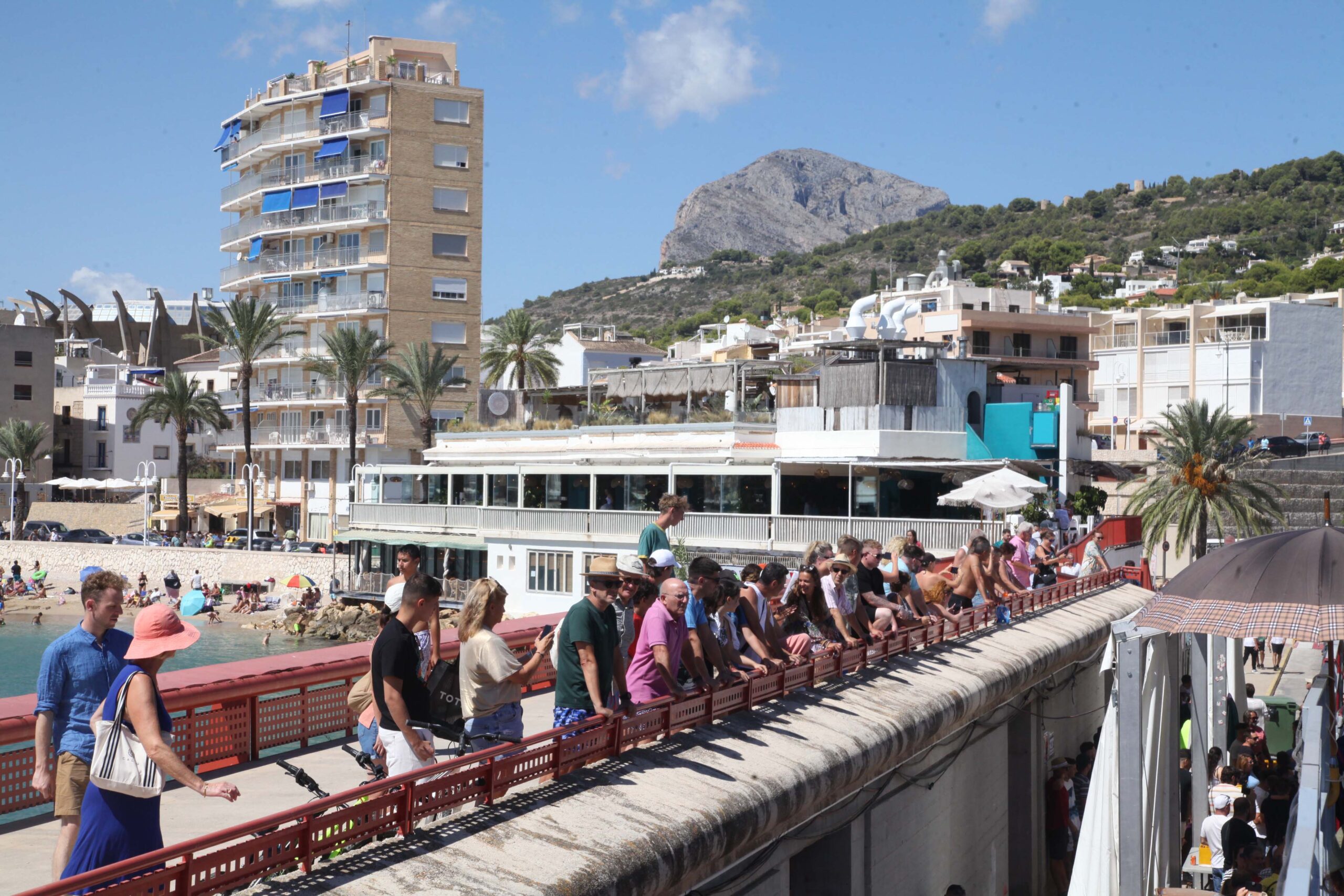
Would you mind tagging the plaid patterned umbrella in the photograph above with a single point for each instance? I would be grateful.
---
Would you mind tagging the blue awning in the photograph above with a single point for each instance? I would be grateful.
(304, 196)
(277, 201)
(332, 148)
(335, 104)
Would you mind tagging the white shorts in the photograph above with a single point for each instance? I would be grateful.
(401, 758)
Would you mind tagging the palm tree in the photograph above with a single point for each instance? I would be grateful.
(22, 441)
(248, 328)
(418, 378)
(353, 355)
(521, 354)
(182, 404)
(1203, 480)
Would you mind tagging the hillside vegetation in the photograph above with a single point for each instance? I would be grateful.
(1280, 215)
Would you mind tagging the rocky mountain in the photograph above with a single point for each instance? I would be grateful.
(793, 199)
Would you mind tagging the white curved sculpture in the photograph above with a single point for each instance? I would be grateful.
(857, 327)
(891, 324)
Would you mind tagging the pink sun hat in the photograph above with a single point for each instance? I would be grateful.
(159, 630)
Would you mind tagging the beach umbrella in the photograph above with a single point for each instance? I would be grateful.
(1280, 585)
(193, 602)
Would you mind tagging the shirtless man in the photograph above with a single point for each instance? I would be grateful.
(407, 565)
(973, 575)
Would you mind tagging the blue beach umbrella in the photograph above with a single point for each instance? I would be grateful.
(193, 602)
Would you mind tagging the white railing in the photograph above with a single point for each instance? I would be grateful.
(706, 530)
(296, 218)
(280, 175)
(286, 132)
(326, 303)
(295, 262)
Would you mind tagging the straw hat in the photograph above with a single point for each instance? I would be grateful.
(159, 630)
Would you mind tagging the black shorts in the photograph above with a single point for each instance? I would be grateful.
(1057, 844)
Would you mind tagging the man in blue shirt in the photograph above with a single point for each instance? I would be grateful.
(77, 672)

* **What is being asked**: Output the lines of these entries from the one containing "Would you mind tagging the shirtless" up to and including the one containing "(1057, 844)" as a JSON list of strings, one string per line, with blank lines omitted.

* **Task result**:
[
  "Would you mind tagging the shirtless man in the photograph above with a single point for each instance? I would be grateful.",
  "(407, 565)",
  "(973, 575)",
  "Would you mind tagging the blue beach umbrella in the photograph above with a single point for each instance? I would be grateful.",
  "(193, 602)",
  "Would you mind tagging the white railing in the photograph above with a single point for each instance? I would be grateful.",
  "(706, 530)",
  "(296, 218)",
  "(280, 175)",
  "(286, 132)",
  "(326, 303)",
  "(295, 262)",
  "Would you mind tagging the straw hat in the photograph above with a single point for each instance? I would be grateful.",
  "(159, 630)",
  "Would you mind tagging the black shorts in the photograph above with a single point for each instance? I would be grateful.",
  "(1057, 844)"
]